**Given task A**
In the rows running from the first one through the line containing "[[334, 80]]", swap "thickest" for "widest" and write out that stretch again with nothing else changed.

How Important is Sector Diversification for the Average Investor?

Chances are that if you have been investing for any period of time, you have heard about the extreme importance of diversification. 

While I do agree for the most part, I also think that sector diversification is one of the most overrated rules of investing for the average investor.

For starters, diversification is essentially spreading out your investments into many different groups that theoretically shouldn’t have a huge impact, or any impact at all, on your different investment groups. 

For instance, you might invest in financials because if your tech investments are hit with major, industry wide concerns (such as the China trade tariffs) then the financials should help keep the rest of your portfolio from being hit with these same issues. 

Diversification could mean anything – it could mean investing in bonds vs. stocks, or domestic investments vs. foreign investments, or anything at all that won’t be correlated with other investments.

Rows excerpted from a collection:
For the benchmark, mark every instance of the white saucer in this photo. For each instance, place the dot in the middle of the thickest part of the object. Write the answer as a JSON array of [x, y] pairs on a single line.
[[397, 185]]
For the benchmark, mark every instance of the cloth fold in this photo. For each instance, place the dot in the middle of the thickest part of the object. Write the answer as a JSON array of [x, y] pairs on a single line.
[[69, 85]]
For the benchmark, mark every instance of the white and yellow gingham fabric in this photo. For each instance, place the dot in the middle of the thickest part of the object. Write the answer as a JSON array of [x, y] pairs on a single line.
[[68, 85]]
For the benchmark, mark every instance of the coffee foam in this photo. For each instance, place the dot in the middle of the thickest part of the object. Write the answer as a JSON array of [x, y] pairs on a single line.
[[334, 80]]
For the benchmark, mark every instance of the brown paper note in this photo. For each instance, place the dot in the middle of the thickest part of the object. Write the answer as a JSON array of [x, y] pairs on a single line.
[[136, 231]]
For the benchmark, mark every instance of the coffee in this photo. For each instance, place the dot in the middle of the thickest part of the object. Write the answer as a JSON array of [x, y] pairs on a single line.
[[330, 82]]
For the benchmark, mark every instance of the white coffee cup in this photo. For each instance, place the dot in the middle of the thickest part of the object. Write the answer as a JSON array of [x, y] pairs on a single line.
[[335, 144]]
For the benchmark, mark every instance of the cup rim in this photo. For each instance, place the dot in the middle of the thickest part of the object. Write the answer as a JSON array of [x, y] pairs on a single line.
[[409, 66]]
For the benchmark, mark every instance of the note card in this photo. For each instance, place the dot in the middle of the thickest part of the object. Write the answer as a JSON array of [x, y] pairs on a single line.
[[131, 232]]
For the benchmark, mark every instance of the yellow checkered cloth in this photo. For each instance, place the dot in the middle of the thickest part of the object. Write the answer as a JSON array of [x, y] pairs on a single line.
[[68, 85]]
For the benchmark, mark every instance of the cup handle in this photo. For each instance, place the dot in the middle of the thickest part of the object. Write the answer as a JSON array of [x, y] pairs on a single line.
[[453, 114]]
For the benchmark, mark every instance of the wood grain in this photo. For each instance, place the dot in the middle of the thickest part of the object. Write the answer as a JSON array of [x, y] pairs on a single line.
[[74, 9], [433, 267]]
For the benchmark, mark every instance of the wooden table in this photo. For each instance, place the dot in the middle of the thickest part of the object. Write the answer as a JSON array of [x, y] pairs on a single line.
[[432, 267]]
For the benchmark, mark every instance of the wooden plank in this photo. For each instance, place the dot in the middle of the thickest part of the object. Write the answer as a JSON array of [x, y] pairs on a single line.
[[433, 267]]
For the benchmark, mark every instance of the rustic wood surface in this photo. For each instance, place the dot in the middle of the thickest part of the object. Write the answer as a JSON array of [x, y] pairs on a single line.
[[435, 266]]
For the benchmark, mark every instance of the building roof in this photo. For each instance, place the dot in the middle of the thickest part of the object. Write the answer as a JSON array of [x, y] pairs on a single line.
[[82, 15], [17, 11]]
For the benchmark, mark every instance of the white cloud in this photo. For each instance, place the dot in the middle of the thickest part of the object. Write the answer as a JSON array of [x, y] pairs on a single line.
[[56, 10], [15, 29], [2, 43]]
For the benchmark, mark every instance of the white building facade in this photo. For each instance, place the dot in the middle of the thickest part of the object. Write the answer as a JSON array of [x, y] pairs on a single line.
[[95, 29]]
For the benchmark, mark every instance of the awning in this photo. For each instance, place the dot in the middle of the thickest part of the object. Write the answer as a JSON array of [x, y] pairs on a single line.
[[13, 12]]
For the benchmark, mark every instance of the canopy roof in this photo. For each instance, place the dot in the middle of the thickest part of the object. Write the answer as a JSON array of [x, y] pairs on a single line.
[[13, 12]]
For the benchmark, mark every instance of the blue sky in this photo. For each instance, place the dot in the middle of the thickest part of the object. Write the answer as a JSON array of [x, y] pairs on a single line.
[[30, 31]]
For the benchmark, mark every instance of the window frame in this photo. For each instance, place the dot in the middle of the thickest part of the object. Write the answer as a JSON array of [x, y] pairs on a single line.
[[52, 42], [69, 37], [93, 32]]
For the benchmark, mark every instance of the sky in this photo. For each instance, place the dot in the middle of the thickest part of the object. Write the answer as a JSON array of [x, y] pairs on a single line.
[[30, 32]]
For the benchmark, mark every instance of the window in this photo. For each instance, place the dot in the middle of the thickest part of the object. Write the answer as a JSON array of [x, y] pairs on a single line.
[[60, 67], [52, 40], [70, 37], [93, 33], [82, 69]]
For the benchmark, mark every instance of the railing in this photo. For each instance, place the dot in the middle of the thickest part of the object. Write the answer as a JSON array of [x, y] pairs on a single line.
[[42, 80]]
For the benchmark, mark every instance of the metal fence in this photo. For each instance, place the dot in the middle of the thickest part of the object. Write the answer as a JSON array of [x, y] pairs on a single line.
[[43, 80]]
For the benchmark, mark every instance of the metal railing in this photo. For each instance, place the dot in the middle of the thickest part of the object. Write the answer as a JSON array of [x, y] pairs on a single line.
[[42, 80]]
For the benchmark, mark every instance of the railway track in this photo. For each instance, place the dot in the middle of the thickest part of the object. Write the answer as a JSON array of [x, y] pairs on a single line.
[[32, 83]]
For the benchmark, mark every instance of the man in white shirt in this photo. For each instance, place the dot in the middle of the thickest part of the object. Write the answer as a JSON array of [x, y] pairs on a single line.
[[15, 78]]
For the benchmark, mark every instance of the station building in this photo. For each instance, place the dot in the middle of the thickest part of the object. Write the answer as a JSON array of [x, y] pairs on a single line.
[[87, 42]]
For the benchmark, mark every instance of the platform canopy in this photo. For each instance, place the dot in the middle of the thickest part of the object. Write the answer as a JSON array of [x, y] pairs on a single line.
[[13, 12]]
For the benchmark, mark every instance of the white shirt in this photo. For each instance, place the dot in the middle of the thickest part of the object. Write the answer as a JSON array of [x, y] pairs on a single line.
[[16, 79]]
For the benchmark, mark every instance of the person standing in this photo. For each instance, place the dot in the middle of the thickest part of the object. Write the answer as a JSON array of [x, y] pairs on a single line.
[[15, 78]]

**Given task B**
In the article on sector diversification, why might an investor with tech holdings also put money into financials?

**Output A**
For the benchmark, mark every instance of the white saucer in this photo. For each instance, place the dot in the middle of the widest part of the object. Write the answer as a JSON array of [x, y] pairs on a single line.
[[397, 185]]
For the benchmark, mark every instance of the cloth fold in this photo. For each instance, place the dot in the middle of the widest part of the object. Write the answer as a JSON array of [x, y] pairs on a single line.
[[69, 85]]
For the benchmark, mark every instance of the white and yellow gingham fabric in this photo. For each instance, place the dot in the middle of the widest part of the object. Write the answer as a JSON array of [x, y] pairs on a single line.
[[68, 85]]
For the benchmark, mark every instance of the coffee foam in this photo. For each instance, place the dot in the middle of the widest part of the object. Write the answer as a JSON array of [x, y] pairs on a single line.
[[334, 80]]

**Output B**
If the tech investments are hit by major, industry-wide concerns such as the China trade tariffs, the financials should help keep the rest of the portfolio from being hit by the same issues.